+++ Records for this exercise
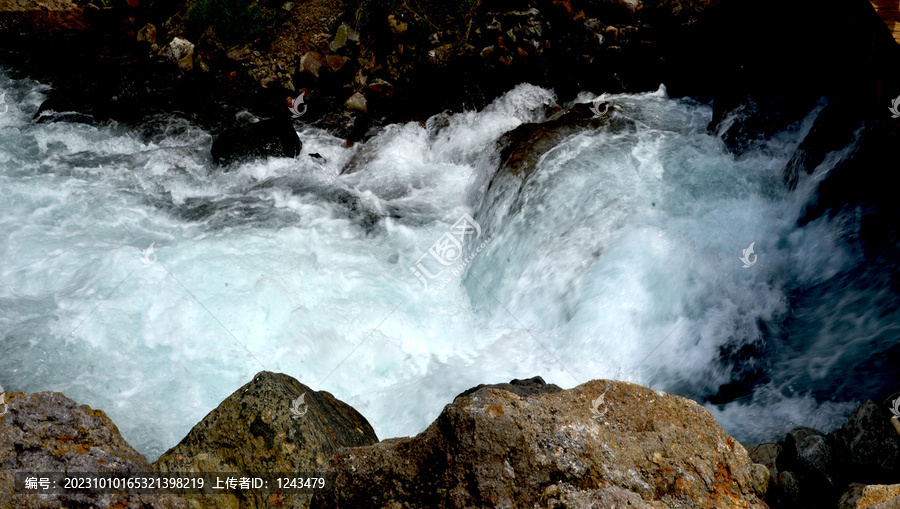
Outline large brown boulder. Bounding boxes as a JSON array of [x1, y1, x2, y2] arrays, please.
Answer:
[[311, 378, 769, 509], [153, 371, 378, 509], [0, 391, 188, 509]]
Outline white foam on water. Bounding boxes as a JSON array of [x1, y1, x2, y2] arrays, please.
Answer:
[[0, 73, 871, 460]]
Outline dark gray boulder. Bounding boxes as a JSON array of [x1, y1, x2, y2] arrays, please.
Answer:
[[454, 375, 562, 399], [211, 118, 302, 166], [833, 399, 900, 483]]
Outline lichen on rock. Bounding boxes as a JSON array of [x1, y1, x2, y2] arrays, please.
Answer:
[[311, 378, 769, 509], [153, 371, 378, 509]]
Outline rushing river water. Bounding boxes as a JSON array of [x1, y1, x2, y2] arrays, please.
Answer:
[[1, 68, 894, 461]]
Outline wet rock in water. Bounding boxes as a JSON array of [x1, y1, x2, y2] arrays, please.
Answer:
[[782, 100, 862, 189], [154, 371, 378, 509], [33, 94, 103, 124], [311, 378, 768, 509], [0, 391, 188, 509], [211, 118, 301, 166], [494, 101, 630, 184]]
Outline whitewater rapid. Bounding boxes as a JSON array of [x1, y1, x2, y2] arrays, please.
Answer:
[[0, 69, 874, 460]]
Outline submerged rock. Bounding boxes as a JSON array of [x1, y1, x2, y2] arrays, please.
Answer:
[[491, 100, 631, 193], [210, 118, 302, 166], [311, 378, 768, 509], [153, 371, 378, 509], [0, 391, 188, 509]]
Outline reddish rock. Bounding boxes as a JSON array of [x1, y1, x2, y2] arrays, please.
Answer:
[[366, 78, 395, 99], [325, 54, 348, 72]]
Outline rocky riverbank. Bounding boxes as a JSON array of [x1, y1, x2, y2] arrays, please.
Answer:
[[2, 0, 899, 138], [2, 374, 900, 508]]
++++++
> _Exercise aim_: Output the entries verbatim, skipping images.

> _Output of the exercise_:
Outline large brown boulder. Bounding boxes as a JSON array of [x1, y1, x2, y2] arrays, please.
Answer:
[[311, 378, 769, 509], [153, 371, 378, 509], [0, 391, 188, 509]]
Outline white foam on water. Bounding boxes as a JSON array of [x1, y1, x2, y2] arrays, please.
Answer:
[[0, 73, 871, 460]]
Outline dark gray boulder. Bounding boxes as a JSON array of [x1, y1, x2, y2] arrays, please.
Answer:
[[454, 375, 562, 399], [211, 118, 302, 166], [833, 399, 900, 483]]
Outline lichen on rock. Bounding boxes as a JSON array of [x1, y1, x2, y2] arrays, please.
Answer:
[[311, 378, 769, 509], [153, 371, 378, 509]]
Outline rushing river water. Bounding boxes as a JSON array of [x1, y1, x2, y2] arrays, please.
Answer:
[[1, 68, 894, 461]]
Outline wet rock in water. Bounding boxes as a JSON array of [x1, y1, x2, y2] arrays, please.
Answer:
[[782, 100, 862, 189], [154, 371, 378, 509], [33, 94, 103, 124], [311, 378, 768, 509], [0, 391, 188, 509], [211, 118, 301, 166], [494, 101, 630, 184]]
Outline whitewater rapid. Bounding boxes as a JSON array of [x1, y1, x2, y2] arrays, please.
Answer:
[[0, 69, 874, 460]]
Outline submerged rock. Bounding boxes as a JSON array of [x1, y1, x2, y2] arrays, please.
Answer:
[[491, 100, 631, 193], [210, 118, 302, 166], [311, 378, 768, 509], [153, 371, 378, 509], [0, 391, 188, 509]]
Outline reddish rock. Bounding boxes as a JSON array of [x1, y1, x2, y2] arrays, please.
Answer:
[[366, 78, 395, 99], [325, 54, 348, 72]]
Outline rocky riverbank. Bounding boxes as a JSON array of [x1, y1, x2, y2] arrays, please.
Answer:
[[2, 0, 899, 138], [2, 374, 900, 508]]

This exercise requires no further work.